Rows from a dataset
((

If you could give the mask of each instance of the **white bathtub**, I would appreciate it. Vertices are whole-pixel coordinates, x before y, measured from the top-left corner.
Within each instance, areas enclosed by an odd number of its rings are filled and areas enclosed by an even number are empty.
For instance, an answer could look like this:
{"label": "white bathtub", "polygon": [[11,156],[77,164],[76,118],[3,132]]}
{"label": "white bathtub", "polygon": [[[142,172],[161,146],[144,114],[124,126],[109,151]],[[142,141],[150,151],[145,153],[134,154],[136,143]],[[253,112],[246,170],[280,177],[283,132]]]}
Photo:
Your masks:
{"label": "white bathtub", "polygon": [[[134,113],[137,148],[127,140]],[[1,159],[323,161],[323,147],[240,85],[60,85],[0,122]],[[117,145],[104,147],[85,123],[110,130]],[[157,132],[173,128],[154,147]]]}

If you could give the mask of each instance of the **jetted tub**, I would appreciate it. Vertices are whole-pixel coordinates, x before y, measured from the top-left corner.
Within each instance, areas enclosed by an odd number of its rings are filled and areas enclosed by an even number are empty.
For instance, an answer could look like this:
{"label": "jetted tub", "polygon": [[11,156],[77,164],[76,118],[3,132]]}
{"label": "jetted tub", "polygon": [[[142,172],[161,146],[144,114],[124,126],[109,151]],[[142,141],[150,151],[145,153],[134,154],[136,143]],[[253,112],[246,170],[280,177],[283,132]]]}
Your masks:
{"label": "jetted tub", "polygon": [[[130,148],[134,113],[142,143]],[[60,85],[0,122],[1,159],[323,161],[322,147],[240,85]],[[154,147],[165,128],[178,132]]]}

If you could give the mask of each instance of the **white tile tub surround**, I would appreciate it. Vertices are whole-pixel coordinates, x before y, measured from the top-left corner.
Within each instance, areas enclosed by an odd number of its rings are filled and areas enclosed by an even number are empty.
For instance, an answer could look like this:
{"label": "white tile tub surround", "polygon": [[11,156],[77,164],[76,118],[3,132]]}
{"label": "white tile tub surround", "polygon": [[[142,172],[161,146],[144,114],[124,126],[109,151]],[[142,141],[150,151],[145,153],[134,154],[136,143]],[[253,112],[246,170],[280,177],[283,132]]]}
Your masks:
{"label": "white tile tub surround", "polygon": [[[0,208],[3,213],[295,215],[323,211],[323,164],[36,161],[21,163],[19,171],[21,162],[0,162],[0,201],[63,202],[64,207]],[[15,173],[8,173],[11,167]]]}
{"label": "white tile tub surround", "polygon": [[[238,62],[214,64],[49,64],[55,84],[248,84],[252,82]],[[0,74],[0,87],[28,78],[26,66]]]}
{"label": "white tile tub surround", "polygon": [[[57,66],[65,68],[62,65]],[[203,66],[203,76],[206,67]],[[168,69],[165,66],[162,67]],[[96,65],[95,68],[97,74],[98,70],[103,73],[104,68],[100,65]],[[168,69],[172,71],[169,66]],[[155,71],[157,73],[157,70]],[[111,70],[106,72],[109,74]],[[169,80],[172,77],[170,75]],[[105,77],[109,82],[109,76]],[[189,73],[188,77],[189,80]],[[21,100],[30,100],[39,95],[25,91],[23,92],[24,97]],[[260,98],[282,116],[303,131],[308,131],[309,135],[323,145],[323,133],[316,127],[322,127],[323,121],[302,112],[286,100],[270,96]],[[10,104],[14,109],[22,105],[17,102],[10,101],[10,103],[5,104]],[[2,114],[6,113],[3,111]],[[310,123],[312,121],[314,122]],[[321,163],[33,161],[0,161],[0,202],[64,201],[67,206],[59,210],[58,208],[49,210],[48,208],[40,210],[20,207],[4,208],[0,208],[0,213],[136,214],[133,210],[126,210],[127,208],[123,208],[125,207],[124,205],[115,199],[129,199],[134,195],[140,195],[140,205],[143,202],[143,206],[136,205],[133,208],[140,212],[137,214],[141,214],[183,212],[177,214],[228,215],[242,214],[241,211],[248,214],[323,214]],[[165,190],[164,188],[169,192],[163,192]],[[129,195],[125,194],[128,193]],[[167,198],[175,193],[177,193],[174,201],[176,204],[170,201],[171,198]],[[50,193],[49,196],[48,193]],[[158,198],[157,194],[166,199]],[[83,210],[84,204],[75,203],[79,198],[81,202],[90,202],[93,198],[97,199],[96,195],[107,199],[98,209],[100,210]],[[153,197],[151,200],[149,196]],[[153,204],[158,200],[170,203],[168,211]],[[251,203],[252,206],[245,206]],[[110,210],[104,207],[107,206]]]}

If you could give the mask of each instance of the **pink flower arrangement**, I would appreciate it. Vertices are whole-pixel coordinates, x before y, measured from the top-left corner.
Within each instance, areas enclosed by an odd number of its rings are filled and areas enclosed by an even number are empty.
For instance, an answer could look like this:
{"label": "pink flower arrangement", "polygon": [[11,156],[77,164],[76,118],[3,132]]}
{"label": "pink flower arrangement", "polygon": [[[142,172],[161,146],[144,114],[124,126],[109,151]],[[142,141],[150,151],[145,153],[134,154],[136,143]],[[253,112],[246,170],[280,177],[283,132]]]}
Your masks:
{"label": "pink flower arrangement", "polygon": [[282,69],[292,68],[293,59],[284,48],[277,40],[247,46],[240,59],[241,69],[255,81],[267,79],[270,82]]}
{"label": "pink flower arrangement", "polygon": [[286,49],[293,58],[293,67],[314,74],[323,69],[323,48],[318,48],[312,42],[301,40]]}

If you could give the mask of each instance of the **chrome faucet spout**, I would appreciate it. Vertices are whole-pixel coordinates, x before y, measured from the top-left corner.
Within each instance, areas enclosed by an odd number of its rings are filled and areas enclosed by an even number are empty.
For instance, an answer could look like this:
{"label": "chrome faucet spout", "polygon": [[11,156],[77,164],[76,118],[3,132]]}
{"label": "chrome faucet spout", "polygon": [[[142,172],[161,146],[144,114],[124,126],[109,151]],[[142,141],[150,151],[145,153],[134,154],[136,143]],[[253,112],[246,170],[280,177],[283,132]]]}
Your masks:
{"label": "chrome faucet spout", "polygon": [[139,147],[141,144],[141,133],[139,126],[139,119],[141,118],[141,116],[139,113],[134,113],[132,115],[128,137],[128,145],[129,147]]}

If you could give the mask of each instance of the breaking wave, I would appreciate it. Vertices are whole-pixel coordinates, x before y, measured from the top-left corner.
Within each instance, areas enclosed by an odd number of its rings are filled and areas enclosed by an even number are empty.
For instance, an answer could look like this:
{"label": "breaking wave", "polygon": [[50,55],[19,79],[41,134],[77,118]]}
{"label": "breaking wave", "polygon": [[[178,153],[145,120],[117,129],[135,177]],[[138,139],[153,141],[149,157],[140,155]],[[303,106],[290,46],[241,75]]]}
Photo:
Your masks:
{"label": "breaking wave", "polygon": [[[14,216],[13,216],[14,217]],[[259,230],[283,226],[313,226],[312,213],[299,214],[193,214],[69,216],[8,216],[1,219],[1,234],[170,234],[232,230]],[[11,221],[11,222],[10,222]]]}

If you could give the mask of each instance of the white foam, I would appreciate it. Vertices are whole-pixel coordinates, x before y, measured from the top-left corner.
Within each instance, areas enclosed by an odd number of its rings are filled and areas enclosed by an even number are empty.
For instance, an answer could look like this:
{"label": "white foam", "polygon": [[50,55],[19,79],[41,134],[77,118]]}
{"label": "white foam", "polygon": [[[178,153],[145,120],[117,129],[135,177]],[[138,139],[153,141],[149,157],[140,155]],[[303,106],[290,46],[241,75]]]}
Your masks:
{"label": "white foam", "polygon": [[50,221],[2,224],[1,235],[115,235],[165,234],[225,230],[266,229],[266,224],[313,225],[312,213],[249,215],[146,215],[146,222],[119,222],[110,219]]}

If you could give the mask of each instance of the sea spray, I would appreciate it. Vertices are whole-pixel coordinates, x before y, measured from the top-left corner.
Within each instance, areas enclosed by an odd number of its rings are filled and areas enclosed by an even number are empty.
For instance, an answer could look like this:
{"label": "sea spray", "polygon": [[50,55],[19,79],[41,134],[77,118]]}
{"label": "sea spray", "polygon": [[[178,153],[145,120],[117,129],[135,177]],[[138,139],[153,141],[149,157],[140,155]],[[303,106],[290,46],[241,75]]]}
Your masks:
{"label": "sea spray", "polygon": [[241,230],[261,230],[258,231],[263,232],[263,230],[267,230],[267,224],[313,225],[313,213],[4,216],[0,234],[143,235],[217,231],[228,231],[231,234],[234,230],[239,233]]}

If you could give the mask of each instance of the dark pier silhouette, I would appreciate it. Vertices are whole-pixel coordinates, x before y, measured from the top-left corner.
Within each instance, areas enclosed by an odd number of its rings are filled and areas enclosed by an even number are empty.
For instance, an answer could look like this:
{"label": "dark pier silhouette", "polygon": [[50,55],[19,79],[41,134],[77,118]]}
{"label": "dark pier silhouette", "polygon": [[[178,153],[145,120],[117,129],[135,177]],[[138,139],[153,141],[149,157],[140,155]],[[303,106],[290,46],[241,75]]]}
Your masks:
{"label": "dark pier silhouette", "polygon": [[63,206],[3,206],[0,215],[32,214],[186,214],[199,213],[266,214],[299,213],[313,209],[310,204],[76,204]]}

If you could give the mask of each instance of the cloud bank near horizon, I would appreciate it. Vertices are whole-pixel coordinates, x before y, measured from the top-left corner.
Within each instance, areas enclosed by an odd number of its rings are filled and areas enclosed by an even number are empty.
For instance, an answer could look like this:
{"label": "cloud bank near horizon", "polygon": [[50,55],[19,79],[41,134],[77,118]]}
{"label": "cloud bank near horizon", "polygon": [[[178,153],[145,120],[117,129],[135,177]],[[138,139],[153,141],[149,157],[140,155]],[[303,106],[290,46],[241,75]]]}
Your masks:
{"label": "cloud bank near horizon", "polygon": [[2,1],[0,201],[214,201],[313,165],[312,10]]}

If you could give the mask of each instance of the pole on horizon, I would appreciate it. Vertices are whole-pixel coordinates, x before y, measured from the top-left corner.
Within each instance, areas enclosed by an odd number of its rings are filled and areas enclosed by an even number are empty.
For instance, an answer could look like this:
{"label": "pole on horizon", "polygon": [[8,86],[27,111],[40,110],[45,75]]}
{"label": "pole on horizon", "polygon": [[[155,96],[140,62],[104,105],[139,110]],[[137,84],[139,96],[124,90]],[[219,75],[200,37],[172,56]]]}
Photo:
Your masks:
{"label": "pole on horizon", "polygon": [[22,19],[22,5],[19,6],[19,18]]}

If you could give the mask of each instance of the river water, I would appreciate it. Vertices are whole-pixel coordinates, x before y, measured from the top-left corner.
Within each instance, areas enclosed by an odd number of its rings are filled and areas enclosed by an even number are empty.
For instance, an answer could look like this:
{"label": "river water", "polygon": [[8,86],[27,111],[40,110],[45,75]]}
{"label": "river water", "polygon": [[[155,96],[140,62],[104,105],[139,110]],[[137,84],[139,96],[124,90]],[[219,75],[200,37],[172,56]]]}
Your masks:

))

The exercise:
Only those lines running from the one containing "of the cloud" through the last line of the data above are to be copied, exactly, with both ends included.

Result of this task:
If you could give the mask of each instance of the cloud bank near horizon, I would appreciate it. Vertices are whole-pixel coordinates, x before y, measured from the top-left corner.
Within each instance, areas enclosed by an odd number of its rings are filled and areas enclosed by an even number are empty.
For instance, an answer could look like this:
{"label": "cloud bank near horizon", "polygon": [[50,55],[19,79],[41,134],[77,118]]}
{"label": "cloud bank near horizon", "polygon": [[[178,153],[145,120],[117,129],[135,177]],[[138,139],[153,141],[149,157],[140,155]],[[303,106],[290,46],[241,75]]]}
Your masks:
{"label": "cloud bank near horizon", "polygon": [[2,1],[0,201],[214,201],[313,165],[312,10]]}

If you could give the mask of each instance of the pole on horizon, I would appreciate it. Vertices are whole-pixel coordinates, x before y, measured from the top-left corner.
Within each instance, areas enclosed by an odd number of its rings are filled and areas enclosed by an even number are empty.
For instance, an answer could look like this:
{"label": "pole on horizon", "polygon": [[8,86],[27,111],[40,110],[45,75]]}
{"label": "pole on horizon", "polygon": [[[155,96],[140,62],[104,105],[139,110]],[[137,84],[139,96],[124,90]],[[219,75],[200,37],[172,56]]]}
Photo:
Your masks:
{"label": "pole on horizon", "polygon": [[22,19],[22,5],[19,6],[19,18]]}

If you could give the mask of each instance of the river water, I would appreciate it. Vertices are whole-pixel coordinates, x before y, measured from the top-left corner.
Within each instance, areas enclosed by an odd number of its rings are filled and areas enclosed by an even number are empty.
For instance, an answer could look like this:
{"label": "river water", "polygon": [[8,86],[27,111],[40,110],[45,75]]}
{"label": "river water", "polygon": [[[155,96],[140,62],[104,105],[139,110]],[[137,84],[139,96],[124,90]],[[219,75],[200,37],[172,56]]]}
Your masks:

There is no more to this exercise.